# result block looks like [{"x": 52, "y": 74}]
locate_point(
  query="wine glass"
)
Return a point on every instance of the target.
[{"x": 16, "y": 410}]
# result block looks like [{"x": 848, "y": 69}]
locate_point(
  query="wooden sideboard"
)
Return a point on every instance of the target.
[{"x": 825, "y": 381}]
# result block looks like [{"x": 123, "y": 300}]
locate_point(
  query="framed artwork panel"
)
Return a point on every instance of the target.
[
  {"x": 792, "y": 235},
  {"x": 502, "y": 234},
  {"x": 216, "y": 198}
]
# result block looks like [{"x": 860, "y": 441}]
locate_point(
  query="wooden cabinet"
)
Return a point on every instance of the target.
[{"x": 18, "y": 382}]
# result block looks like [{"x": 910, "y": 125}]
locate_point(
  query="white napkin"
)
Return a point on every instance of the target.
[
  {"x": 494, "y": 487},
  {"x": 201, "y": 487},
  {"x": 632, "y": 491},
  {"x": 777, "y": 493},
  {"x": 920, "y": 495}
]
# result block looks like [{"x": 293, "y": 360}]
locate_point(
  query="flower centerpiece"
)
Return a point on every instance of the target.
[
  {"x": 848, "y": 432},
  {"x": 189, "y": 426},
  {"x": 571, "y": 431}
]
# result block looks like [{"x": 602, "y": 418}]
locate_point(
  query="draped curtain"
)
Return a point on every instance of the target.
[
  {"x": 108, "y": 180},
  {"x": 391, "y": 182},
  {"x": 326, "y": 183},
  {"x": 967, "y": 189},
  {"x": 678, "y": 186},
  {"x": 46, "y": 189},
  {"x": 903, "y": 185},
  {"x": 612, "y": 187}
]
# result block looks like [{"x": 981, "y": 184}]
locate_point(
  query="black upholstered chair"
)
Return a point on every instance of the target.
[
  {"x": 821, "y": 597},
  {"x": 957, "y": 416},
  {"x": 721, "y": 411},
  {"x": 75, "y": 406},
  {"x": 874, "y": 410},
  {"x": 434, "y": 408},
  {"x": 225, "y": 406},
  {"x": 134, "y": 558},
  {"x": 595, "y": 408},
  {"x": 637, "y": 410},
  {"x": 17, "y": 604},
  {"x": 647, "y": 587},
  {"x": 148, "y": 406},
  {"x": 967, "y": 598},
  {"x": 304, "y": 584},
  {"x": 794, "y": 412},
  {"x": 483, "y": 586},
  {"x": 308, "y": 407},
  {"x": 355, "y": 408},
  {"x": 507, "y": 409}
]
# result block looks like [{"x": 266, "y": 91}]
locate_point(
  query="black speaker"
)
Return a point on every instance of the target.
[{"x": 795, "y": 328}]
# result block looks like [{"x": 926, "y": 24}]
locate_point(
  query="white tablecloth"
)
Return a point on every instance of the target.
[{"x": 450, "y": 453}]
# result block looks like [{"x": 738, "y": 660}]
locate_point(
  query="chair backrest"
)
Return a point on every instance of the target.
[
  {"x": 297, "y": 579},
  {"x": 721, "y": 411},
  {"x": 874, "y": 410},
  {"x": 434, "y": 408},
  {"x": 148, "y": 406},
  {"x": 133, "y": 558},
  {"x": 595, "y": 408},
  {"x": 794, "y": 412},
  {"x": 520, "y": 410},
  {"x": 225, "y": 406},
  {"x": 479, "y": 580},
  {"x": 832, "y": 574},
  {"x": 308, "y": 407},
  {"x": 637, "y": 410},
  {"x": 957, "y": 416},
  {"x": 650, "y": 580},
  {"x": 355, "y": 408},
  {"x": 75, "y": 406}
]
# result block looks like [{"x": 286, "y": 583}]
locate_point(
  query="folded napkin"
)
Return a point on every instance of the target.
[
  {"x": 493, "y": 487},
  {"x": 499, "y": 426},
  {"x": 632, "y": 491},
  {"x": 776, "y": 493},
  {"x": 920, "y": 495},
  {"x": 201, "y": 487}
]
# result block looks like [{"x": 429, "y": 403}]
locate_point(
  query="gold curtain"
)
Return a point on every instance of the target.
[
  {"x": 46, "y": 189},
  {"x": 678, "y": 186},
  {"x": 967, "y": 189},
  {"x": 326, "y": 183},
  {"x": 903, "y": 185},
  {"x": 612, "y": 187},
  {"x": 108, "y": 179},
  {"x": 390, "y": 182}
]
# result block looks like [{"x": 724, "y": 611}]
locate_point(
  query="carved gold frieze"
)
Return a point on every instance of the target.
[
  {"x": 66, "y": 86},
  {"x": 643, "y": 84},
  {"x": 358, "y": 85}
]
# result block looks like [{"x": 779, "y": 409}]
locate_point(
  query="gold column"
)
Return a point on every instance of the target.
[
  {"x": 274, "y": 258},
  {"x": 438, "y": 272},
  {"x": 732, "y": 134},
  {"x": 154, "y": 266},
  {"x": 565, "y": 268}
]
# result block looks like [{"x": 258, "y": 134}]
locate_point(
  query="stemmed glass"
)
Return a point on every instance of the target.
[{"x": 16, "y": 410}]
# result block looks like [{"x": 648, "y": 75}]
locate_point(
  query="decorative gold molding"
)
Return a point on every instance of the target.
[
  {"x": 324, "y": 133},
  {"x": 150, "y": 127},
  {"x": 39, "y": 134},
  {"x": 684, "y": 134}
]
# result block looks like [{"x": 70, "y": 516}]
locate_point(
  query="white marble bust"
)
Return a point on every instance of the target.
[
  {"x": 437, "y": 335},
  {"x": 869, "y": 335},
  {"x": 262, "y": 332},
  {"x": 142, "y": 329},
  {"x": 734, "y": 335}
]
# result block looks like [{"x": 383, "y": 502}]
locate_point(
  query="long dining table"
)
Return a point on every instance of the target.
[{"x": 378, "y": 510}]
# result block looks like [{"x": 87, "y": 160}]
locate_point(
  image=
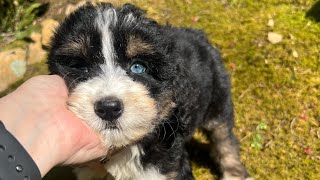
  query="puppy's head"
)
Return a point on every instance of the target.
[{"x": 117, "y": 66}]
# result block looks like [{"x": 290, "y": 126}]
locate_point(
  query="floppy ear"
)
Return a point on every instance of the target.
[{"x": 130, "y": 8}]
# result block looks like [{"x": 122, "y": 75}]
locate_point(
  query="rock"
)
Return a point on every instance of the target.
[
  {"x": 270, "y": 23},
  {"x": 12, "y": 67},
  {"x": 48, "y": 28},
  {"x": 71, "y": 7},
  {"x": 274, "y": 38},
  {"x": 295, "y": 54},
  {"x": 35, "y": 52}
]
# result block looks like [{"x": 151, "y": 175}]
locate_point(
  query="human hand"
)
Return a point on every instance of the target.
[{"x": 37, "y": 115}]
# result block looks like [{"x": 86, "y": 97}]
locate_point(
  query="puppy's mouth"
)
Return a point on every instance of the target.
[{"x": 112, "y": 126}]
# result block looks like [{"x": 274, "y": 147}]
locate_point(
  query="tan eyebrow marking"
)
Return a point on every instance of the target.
[
  {"x": 76, "y": 46},
  {"x": 136, "y": 46}
]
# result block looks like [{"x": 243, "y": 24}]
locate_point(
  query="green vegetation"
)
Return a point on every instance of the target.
[
  {"x": 275, "y": 86},
  {"x": 16, "y": 17}
]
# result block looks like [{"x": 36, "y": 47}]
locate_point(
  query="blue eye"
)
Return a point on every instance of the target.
[{"x": 138, "y": 68}]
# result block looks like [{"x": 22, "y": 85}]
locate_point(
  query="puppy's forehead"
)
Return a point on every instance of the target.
[{"x": 116, "y": 31}]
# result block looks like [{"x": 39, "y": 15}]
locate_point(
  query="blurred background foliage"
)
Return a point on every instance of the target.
[{"x": 17, "y": 17}]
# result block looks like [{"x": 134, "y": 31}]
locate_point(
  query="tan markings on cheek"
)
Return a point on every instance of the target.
[
  {"x": 136, "y": 46},
  {"x": 76, "y": 47},
  {"x": 165, "y": 105}
]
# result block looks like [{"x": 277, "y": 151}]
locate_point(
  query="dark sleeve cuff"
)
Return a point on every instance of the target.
[{"x": 15, "y": 162}]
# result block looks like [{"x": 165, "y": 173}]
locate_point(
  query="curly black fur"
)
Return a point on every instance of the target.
[{"x": 183, "y": 67}]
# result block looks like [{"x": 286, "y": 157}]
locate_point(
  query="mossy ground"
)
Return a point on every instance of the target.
[{"x": 276, "y": 94}]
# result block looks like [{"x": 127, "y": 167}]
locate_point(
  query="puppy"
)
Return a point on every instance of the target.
[{"x": 146, "y": 88}]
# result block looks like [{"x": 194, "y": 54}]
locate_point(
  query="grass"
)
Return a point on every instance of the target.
[{"x": 276, "y": 94}]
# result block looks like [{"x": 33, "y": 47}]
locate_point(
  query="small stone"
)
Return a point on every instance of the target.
[
  {"x": 12, "y": 67},
  {"x": 274, "y": 38},
  {"x": 48, "y": 28},
  {"x": 35, "y": 52},
  {"x": 295, "y": 54},
  {"x": 270, "y": 23},
  {"x": 195, "y": 18}
]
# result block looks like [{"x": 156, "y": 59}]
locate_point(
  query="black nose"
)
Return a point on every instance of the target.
[{"x": 109, "y": 108}]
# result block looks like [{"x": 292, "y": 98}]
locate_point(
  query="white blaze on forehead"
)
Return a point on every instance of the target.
[
  {"x": 106, "y": 19},
  {"x": 139, "y": 114}
]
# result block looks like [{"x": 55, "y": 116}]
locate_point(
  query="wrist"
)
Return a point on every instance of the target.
[{"x": 35, "y": 140}]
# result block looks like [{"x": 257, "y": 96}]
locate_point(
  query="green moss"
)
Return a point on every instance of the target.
[{"x": 270, "y": 84}]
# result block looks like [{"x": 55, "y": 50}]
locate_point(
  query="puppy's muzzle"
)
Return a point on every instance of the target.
[{"x": 109, "y": 108}]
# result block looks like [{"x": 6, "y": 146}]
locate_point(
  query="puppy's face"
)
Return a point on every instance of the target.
[{"x": 117, "y": 66}]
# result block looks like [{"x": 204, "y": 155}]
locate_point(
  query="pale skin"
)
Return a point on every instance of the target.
[{"x": 36, "y": 114}]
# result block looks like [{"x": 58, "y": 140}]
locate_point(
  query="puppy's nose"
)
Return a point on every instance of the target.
[{"x": 109, "y": 108}]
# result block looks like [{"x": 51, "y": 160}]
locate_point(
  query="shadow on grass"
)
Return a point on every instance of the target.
[
  {"x": 314, "y": 12},
  {"x": 200, "y": 155}
]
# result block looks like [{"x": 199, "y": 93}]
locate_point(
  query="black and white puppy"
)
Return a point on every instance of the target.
[{"x": 146, "y": 88}]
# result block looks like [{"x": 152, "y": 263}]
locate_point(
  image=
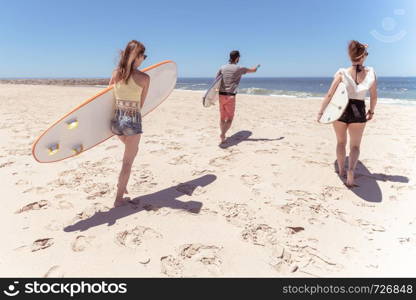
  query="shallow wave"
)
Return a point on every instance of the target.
[{"x": 298, "y": 94}]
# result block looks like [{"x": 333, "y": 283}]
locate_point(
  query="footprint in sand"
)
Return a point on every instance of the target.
[
  {"x": 81, "y": 243},
  {"x": 369, "y": 227},
  {"x": 298, "y": 193},
  {"x": 42, "y": 244},
  {"x": 281, "y": 260},
  {"x": 236, "y": 214},
  {"x": 96, "y": 190},
  {"x": 200, "y": 260},
  {"x": 63, "y": 204},
  {"x": 179, "y": 160},
  {"x": 171, "y": 266},
  {"x": 201, "y": 172},
  {"x": 193, "y": 260},
  {"x": 332, "y": 193},
  {"x": 54, "y": 225},
  {"x": 42, "y": 204},
  {"x": 294, "y": 230},
  {"x": 250, "y": 180},
  {"x": 111, "y": 147},
  {"x": 259, "y": 234},
  {"x": 190, "y": 189},
  {"x": 135, "y": 237},
  {"x": 22, "y": 182},
  {"x": 54, "y": 272},
  {"x": 90, "y": 211},
  {"x": 220, "y": 161},
  {"x": 37, "y": 190}
]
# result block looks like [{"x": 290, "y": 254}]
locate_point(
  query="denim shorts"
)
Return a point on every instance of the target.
[
  {"x": 354, "y": 112},
  {"x": 125, "y": 123}
]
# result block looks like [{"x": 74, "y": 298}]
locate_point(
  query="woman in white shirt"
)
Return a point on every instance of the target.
[{"x": 358, "y": 80}]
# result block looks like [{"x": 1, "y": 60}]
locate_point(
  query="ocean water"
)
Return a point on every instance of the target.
[{"x": 394, "y": 90}]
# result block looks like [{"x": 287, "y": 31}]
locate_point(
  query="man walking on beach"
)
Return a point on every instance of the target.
[{"x": 231, "y": 75}]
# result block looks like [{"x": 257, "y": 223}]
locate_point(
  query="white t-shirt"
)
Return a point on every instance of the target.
[{"x": 357, "y": 91}]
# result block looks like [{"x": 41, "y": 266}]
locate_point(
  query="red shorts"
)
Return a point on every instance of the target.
[{"x": 227, "y": 107}]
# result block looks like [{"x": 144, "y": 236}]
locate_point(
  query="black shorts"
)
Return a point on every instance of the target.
[{"x": 354, "y": 112}]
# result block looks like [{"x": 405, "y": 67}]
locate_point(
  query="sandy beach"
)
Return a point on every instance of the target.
[{"x": 269, "y": 204}]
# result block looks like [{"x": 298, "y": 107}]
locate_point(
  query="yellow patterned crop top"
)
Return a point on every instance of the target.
[{"x": 130, "y": 91}]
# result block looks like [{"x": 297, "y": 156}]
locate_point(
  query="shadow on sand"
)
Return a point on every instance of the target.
[
  {"x": 242, "y": 136},
  {"x": 367, "y": 187},
  {"x": 164, "y": 198}
]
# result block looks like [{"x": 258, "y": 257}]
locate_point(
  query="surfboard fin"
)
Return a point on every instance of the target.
[
  {"x": 77, "y": 149},
  {"x": 53, "y": 149},
  {"x": 72, "y": 124}
]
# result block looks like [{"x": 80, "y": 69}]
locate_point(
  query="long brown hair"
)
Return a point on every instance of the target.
[
  {"x": 127, "y": 57},
  {"x": 356, "y": 50}
]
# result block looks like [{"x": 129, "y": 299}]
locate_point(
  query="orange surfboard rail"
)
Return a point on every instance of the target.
[{"x": 85, "y": 103}]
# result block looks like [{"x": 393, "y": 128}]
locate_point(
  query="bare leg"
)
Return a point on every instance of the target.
[
  {"x": 355, "y": 131},
  {"x": 341, "y": 133},
  {"x": 224, "y": 125},
  {"x": 130, "y": 152},
  {"x": 122, "y": 138}
]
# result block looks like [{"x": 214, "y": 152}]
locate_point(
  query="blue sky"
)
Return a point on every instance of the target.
[{"x": 75, "y": 38}]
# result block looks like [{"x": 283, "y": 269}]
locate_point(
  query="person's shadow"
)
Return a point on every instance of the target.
[
  {"x": 241, "y": 136},
  {"x": 164, "y": 198},
  {"x": 367, "y": 187}
]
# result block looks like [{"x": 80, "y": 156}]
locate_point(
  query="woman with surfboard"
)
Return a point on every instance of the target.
[
  {"x": 130, "y": 90},
  {"x": 358, "y": 80}
]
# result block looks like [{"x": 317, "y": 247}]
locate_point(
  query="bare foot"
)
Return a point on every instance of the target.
[
  {"x": 342, "y": 173},
  {"x": 121, "y": 202},
  {"x": 125, "y": 190},
  {"x": 350, "y": 179},
  {"x": 222, "y": 137}
]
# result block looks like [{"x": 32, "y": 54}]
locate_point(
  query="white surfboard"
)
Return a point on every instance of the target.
[
  {"x": 89, "y": 124},
  {"x": 336, "y": 106},
  {"x": 212, "y": 94}
]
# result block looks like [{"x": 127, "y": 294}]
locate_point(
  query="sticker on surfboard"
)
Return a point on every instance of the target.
[
  {"x": 212, "y": 94},
  {"x": 89, "y": 124},
  {"x": 336, "y": 105}
]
==================================================
◆ Your task: From the data above, pick out each line containing "napkin" and copy it.

◆ Exercise response:
  query="white napkin"
  query="folded napkin"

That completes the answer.